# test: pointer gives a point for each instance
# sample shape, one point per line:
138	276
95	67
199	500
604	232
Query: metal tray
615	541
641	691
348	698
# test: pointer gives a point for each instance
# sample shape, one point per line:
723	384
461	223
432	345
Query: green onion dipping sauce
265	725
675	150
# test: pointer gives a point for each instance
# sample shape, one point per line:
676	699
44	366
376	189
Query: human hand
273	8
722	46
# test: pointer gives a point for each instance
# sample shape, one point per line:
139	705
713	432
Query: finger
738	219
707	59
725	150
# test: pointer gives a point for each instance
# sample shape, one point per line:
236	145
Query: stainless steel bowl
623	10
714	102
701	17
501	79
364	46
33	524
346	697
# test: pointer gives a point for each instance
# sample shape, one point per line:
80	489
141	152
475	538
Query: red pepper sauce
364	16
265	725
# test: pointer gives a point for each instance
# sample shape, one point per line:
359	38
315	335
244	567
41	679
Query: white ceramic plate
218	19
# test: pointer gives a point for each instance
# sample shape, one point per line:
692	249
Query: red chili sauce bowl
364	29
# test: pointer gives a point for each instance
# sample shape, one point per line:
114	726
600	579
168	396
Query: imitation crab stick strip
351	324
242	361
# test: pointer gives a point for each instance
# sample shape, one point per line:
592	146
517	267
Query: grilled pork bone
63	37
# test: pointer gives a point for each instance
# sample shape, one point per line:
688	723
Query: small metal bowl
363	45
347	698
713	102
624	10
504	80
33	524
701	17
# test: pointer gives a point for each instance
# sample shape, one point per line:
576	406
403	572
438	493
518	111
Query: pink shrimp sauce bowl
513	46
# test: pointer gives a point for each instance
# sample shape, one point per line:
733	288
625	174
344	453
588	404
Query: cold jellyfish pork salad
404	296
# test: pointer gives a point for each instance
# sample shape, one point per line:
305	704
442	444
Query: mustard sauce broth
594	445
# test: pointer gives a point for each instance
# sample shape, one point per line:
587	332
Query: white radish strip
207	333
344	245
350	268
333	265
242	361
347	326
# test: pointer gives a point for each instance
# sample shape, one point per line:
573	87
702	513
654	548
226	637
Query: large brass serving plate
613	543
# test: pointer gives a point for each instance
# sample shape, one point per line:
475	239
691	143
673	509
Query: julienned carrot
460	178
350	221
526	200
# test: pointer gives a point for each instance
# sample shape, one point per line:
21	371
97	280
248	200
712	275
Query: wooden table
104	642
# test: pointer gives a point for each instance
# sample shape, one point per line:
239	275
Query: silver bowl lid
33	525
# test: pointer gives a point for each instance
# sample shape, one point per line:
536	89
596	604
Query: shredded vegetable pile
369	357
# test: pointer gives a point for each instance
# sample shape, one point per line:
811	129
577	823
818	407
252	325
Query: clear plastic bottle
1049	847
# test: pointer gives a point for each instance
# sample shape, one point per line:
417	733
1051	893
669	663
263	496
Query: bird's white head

_ _ _ _ _ _ _

:: WHAT IS ASKED ::
Return each line in the rows above that contains the string "sauce". Case matters, so a line counts only if its letters match that string's capitalization.

:: CORRECT ANSWER ::
Query: green onion dipping sauce
Query: red pepper sauce
Query: red chili sauce bowl
Query: pink shrimp sauce bowl
Query: mustard sauce broth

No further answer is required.